What to do: Swap every occurrence of "Visual Grounding" for "Object Localization" throughout the records below and write them out again with nothing else changed. Omit the pictures from your answer.

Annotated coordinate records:
"""

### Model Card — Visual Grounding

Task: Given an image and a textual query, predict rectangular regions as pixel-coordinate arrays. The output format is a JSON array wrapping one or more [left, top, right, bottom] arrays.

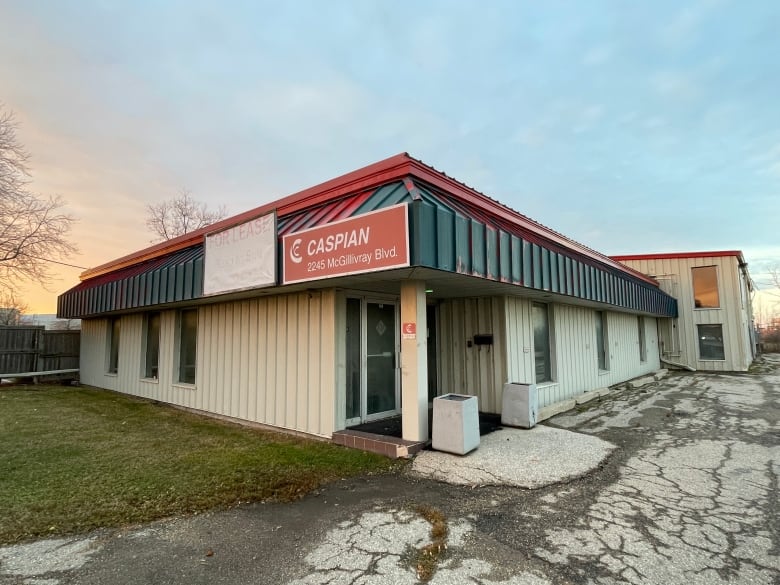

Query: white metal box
[[431, 394, 479, 455], [501, 382, 539, 429]]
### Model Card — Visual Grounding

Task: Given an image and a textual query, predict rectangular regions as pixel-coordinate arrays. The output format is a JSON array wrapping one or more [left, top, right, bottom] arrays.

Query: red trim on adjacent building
[[80, 153, 657, 284], [610, 250, 745, 263]]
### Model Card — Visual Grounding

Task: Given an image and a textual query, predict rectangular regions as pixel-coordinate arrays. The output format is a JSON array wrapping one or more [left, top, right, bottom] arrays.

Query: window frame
[[106, 317, 122, 376], [173, 308, 199, 387], [636, 315, 647, 364], [696, 323, 726, 362], [141, 311, 162, 381], [595, 311, 609, 372], [531, 302, 555, 384], [691, 265, 722, 311]]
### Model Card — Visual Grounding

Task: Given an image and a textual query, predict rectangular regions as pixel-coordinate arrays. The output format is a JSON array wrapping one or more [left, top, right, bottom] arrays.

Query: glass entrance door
[[366, 303, 397, 417], [346, 298, 399, 425]]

"""

The answer:
### Model Card — Object Localization

Task: Given an image and a textual query, predict rectangular regions as pixel-coordinate arrays. The output format is a JSON array wrapping one or more [left, top, right, bottom] arrays.


Query: white metal box
[[431, 394, 479, 455], [501, 382, 539, 429]]
### Model Card — Object Localization

Task: Given an image and a textual query, predict rectangular regions as pixel-coordinate arrays. The output format is a JSON array wrapping one or more [left, top, right, bottom] arrays.

Query: red trim on adjacent building
[[80, 153, 657, 284], [610, 250, 745, 263]]
### Model Card — Object Localization

Task: Given an image and a textual query, predict rectangular regions as pixel-coordinate arrays. The output format is a JSON array wrapping one or more [left, top, right, bottom] arrays.

Query: window frame
[[106, 317, 122, 376], [173, 308, 199, 387], [636, 315, 647, 364], [696, 323, 726, 362], [141, 311, 162, 381], [595, 311, 609, 372], [531, 302, 555, 384], [691, 265, 722, 311]]
### Model Card — Object Localization

Task: Given an image and a textual query, predict rectangular regions as pixel-coordinate arrays. The output format is a JSON array wrapping one or more [left, top, right, bottom] arrays.

Query: glass entrance door
[[366, 303, 397, 417], [346, 298, 399, 425]]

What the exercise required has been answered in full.